Mr Cunningham: The scrutiny reserve, they could not change it, they could not overturn it; that is the difficulty the Danes would have had, they could not overturn the scrutiny reserve.
(Mr Meacher) All that I am saying is that this is a situation presented to me, as it is presented to all the members of this Committee, and the construction which I would put on that, I stand to correction, but the strong impression which it leaves me is that the Danish Government did intend to go for Common Position on 17 October, and if there was a scrutiny reserve outstanding, the implication, maybe this is wrong, but the clear implication is that they were going to override it. That is, I think, the only construction that one can put on those events.

DATA EXCERPTS:

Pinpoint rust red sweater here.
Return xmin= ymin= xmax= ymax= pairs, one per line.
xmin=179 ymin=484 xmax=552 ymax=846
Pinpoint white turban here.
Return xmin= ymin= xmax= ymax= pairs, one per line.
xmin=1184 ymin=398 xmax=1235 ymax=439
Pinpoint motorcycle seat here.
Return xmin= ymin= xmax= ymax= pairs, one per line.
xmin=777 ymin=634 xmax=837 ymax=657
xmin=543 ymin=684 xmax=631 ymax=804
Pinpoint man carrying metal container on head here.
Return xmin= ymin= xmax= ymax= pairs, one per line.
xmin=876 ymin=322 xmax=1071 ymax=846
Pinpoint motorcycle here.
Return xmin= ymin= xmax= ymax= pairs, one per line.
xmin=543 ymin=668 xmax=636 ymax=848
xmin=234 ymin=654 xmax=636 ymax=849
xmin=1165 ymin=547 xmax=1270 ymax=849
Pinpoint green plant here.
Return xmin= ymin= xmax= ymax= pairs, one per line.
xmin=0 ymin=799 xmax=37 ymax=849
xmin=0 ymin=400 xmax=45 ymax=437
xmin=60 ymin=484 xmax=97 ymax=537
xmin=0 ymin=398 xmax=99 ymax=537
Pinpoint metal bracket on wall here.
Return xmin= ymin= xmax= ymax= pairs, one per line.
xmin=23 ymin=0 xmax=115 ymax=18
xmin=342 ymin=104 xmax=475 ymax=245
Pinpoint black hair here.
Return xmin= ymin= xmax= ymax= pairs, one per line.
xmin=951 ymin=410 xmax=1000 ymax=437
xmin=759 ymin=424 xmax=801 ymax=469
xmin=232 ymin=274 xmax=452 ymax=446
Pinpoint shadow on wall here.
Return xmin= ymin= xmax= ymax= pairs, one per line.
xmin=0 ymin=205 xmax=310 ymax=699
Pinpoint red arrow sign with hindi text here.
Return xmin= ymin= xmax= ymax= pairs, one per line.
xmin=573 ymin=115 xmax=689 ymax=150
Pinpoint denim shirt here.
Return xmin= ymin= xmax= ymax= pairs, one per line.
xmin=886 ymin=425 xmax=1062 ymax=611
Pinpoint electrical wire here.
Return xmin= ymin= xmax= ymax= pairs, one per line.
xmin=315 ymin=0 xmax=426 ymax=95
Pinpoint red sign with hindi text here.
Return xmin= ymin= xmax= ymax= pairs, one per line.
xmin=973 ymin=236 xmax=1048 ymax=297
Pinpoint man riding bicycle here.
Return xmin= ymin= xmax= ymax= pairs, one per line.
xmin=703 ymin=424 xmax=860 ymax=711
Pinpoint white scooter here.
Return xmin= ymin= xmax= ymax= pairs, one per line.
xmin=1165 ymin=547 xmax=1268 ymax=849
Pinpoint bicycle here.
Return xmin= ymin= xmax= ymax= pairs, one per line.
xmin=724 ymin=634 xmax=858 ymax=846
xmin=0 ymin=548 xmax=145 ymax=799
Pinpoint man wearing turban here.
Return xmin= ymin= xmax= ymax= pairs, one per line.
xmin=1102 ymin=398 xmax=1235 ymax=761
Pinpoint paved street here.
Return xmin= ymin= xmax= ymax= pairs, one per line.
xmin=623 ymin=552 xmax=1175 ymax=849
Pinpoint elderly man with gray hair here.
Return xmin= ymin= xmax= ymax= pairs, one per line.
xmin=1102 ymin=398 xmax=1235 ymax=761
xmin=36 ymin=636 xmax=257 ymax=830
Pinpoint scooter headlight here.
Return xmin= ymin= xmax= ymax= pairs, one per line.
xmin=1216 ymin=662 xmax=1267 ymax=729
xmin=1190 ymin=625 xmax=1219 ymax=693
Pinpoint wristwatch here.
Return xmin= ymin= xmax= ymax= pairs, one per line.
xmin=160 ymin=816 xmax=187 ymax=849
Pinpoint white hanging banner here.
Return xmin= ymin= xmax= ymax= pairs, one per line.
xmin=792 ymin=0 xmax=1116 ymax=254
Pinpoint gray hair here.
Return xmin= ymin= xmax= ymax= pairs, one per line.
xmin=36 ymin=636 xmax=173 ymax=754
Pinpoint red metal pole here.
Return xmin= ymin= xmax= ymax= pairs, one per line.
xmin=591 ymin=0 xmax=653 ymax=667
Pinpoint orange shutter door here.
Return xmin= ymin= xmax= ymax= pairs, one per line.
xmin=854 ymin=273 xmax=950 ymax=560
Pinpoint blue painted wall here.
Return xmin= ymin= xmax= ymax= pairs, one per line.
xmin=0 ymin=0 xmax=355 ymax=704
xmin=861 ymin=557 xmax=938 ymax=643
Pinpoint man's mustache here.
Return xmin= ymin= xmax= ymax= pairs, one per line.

BRIEF 1: Reproduce the part of the transcript that opens with the words containing "Mr Cunningham: The" and closes with "the scrutiny reserve.", substituting "parliamentary reserve" for "scrutiny reserve".
BRIEF 2: Express the records from their start through the line containing "xmin=543 ymin=684 xmax=631 ymax=804" as a Markdown table with the columns Row and Line, leaving out blank lines.
The transcript and the records have no connection to each other.

CORRECT ANSWER 1:
Mr Cunningham: The parliamentary reserve, they could not change it, they could not overturn it; that is the difficulty the Danes would have had, they could not overturn the parliamentary reserve.

CORRECT ANSWER 2:
| Row | Line |
|---|---|
| 1 | Pinpoint rust red sweater here. |
| 2 | Return xmin= ymin= xmax= ymax= pairs, one per line. |
| 3 | xmin=179 ymin=484 xmax=552 ymax=846 |
| 4 | Pinpoint white turban here. |
| 5 | Return xmin= ymin= xmax= ymax= pairs, one per line. |
| 6 | xmin=1184 ymin=398 xmax=1235 ymax=439 |
| 7 | Pinpoint motorcycle seat here. |
| 8 | Return xmin= ymin= xmax= ymax= pairs, one per line. |
| 9 | xmin=777 ymin=634 xmax=837 ymax=657 |
| 10 | xmin=543 ymin=684 xmax=631 ymax=804 |